**Texte présenté:**
----

Entre Diane Arbus et Lila, être esclave en France et en mourir

(billet mis à jour le 5 mars 2010)
Après avoir présenté les deux romans policiers (cf billet du 30 décembre dernier) soumis au jury de mars voici maintenant les deux livres de la sélection "document". Il me semble que le choix sera plus rapide. Et de fait, l'ensemble des membres du jury a le même avis que le mien puisque c'est Lila qui reste en lice.

Patrick Poivre d'Arvor m'avait mis l'eau à la bouche en septembre dernier en citant l'illustre photographe à l'occasion de la sortie de Fragments d'une femme perdue, au Livre sur la Place à Nancy en septembre dernier : l'héroïne de son livre s'attelait à une nouvelle sur Diane Arbus et j'étais impatiente d'en savoir plus sur cette photographe qu'on avait surnommé la rebelle.

Une belle photo est une œuvre d'art et il y a des auteurs en photographie comme il y en a en littérature, musique ou peinture.

----

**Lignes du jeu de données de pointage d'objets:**
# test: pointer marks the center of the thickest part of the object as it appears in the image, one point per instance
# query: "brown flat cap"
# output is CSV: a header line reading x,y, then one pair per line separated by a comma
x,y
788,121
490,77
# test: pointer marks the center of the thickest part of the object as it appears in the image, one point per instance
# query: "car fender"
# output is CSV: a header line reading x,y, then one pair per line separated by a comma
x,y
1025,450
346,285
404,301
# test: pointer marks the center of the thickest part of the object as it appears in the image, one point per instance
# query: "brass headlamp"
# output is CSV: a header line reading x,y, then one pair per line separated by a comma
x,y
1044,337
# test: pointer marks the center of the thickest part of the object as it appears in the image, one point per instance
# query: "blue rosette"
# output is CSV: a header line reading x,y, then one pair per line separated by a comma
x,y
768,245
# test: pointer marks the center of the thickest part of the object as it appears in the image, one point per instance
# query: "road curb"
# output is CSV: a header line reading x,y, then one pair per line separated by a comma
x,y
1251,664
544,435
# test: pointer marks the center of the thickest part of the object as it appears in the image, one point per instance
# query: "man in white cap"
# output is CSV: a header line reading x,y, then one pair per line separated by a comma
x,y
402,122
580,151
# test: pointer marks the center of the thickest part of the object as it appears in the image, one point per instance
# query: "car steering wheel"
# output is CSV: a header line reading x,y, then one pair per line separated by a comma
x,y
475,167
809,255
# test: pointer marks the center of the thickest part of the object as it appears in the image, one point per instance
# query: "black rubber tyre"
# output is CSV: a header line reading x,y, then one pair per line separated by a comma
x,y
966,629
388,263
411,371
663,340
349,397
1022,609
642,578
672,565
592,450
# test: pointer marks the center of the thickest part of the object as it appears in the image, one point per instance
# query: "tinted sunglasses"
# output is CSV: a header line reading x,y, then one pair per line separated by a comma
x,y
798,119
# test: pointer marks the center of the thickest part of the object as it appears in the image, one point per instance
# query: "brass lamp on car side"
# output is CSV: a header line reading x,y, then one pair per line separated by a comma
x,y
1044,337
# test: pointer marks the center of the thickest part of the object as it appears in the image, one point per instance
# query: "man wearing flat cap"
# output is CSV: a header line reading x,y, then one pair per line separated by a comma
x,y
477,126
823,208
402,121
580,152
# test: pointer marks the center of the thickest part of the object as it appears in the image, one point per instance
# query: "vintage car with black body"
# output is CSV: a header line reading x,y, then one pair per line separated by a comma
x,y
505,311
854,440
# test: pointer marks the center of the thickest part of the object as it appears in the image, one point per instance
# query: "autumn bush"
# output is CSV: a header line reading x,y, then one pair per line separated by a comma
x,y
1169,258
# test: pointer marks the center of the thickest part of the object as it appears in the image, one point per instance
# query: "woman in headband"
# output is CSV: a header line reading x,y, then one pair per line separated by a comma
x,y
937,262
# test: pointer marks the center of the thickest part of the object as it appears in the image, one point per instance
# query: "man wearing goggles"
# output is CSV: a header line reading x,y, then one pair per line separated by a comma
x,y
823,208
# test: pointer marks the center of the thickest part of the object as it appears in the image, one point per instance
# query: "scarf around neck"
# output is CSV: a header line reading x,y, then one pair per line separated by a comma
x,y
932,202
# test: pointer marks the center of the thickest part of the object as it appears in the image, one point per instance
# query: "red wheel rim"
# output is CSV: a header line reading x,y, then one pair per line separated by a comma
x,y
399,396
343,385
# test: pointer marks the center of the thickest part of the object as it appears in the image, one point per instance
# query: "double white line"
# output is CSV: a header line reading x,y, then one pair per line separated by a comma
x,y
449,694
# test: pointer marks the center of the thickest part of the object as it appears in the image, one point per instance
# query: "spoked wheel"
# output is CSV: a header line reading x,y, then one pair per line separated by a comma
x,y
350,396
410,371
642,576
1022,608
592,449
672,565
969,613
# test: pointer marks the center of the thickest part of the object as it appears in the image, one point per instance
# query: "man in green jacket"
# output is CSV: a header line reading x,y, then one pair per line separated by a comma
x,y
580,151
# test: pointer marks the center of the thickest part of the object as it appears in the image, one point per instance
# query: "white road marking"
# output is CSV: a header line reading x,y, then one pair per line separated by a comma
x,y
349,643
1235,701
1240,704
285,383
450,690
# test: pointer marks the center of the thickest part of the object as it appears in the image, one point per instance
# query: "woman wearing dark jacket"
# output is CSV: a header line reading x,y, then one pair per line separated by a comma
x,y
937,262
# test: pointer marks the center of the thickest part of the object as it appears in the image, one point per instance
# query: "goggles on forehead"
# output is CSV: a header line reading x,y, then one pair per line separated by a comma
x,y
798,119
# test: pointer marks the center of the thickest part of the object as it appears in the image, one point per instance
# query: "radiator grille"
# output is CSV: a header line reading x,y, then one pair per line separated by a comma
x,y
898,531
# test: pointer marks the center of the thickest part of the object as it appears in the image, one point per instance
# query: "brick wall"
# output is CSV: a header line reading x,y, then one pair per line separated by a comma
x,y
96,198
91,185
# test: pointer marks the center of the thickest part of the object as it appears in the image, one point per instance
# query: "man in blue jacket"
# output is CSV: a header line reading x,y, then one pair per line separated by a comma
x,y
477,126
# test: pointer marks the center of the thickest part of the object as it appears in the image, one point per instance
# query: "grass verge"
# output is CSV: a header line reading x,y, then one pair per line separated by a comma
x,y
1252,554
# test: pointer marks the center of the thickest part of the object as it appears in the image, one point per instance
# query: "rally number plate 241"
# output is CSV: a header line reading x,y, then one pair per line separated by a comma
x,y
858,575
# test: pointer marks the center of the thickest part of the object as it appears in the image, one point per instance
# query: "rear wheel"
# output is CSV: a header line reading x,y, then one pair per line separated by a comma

----

**Consigne:**
Recopiez à l'identique le passage du billet sur Diane Arbus et Lila qui commence aux mots « Après avoir présenté ». Arrêtez-vous après « surnommé la rebelle. ».

**Réponse:**
Après avoir présenté les deux romans policiers (cf billet du 30 décembre dernier) soumis au jury de mars voici maintenant les deux livres de la sélection "document". Il me semble que le choix sera plus rapide. Et de fait, l'ensemble des membres du jury a le même avis que le mien puisque c'est Lila qui reste en lice.

Patrick Poivre d'Arvor m'avait mis l'eau à la bouche en septembre dernier en citant l'illustre photographe à l'occasion de la sortie de Fragments d'une femme perdue, au Livre sur la Place à Nancy en septembre dernier : l'héroïne de son livre s'attelait à une nouvelle sur Diane Arbus et j'étais impatiente d'en savoir plus sur cette photographe qu'on avait surnommé la rebelle.